**Written exercise 1**
Give the passage from the Gram-Schmidt post below again, from "where q1 = [sqrt(3)/2, -1/sqrt(8), 1/sqrt(8)]" to "be missing something...", with "crazy" swapped for "messy".

**Passage given**
↓↓↓

# Math Help - Gram-Schmidt process to find last row of matrix

1. ## Gram-Schmidt process to find last row of matrix

Hi guys,

Use the Gram-Schmidt process to find last row of the following orthogonal matrix where the first two rows are:

[sqrt(3)/2, -1/sqrt(8), 1/sqrt(8)]

and

[0, 1/sqrt(3), sqrt(2)/sqrt(3)]

(third row is [a,b,c]).

Now, because the matrix is orthogonal, all of the rows are perpendicular and have length 1. To find the third row, call it q3, using Gram-Schmidt, we would do this-

q3 = [a,b,c] - proj q1 ([a,b,c]) - proj q2 ([a,b,c])

where q1 = [sqrt(3)/2, -1/sqrt(8), 1/sqrt(8)] and q2 = [0, 1/sqrt(3), sqrt(2)/sqrt(3)].

When I try and brute force this thing and solve, I get crazy fractions etc. I must be missing something...

↑↑↑

**Written exercise 2**
How many lines of the listing below contain the string "wheel", with case counting? Reply with the number only.

**Information given**
↓↓↓

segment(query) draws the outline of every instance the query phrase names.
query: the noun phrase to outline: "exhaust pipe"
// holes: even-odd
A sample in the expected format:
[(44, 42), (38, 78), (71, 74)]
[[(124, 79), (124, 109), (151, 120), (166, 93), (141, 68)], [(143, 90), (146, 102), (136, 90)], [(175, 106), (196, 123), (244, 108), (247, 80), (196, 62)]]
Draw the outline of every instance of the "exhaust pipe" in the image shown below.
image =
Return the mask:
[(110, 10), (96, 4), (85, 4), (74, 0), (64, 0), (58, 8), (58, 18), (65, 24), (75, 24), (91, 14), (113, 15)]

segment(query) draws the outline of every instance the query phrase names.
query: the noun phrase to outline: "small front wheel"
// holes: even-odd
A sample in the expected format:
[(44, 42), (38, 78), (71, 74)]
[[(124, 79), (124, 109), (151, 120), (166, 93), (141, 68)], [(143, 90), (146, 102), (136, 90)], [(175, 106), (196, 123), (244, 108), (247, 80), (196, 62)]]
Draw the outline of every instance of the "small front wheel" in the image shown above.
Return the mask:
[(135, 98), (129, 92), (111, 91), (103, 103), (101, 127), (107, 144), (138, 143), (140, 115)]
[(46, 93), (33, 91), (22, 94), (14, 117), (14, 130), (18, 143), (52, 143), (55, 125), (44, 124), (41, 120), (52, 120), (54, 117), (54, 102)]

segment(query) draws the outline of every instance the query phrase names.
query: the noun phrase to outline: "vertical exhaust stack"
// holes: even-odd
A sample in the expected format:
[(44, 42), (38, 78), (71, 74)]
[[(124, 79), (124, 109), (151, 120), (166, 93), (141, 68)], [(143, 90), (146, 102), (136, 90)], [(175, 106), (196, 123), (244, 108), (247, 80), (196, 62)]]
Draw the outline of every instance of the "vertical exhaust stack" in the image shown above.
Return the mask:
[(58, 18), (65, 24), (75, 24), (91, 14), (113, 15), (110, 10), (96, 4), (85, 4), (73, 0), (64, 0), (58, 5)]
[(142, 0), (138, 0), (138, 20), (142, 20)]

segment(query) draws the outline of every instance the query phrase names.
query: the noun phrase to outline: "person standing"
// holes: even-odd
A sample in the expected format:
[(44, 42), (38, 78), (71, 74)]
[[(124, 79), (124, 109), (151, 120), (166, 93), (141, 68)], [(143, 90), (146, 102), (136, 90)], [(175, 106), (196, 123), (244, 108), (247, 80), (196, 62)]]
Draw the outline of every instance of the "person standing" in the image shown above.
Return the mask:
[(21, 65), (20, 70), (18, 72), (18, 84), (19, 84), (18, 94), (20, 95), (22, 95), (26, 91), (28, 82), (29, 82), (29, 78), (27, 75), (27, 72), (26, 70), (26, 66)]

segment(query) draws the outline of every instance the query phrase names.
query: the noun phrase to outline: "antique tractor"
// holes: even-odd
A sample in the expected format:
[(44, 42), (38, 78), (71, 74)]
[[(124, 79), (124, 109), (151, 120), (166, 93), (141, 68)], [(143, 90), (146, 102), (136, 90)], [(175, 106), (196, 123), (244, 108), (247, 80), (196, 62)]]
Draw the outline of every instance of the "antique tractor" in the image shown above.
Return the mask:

↑↑↑

**Task solution 1**
where q1 = [sqrt(3)/2, -1/sqrt(8), 1/sqrt(8)] and q2 = [0, 1/sqrt(3), sqrt(2)/sqrt(3)].

When I try and brute force this thing and solve, I get messy fractions etc. I must be missing something...

**Task solution 2**
2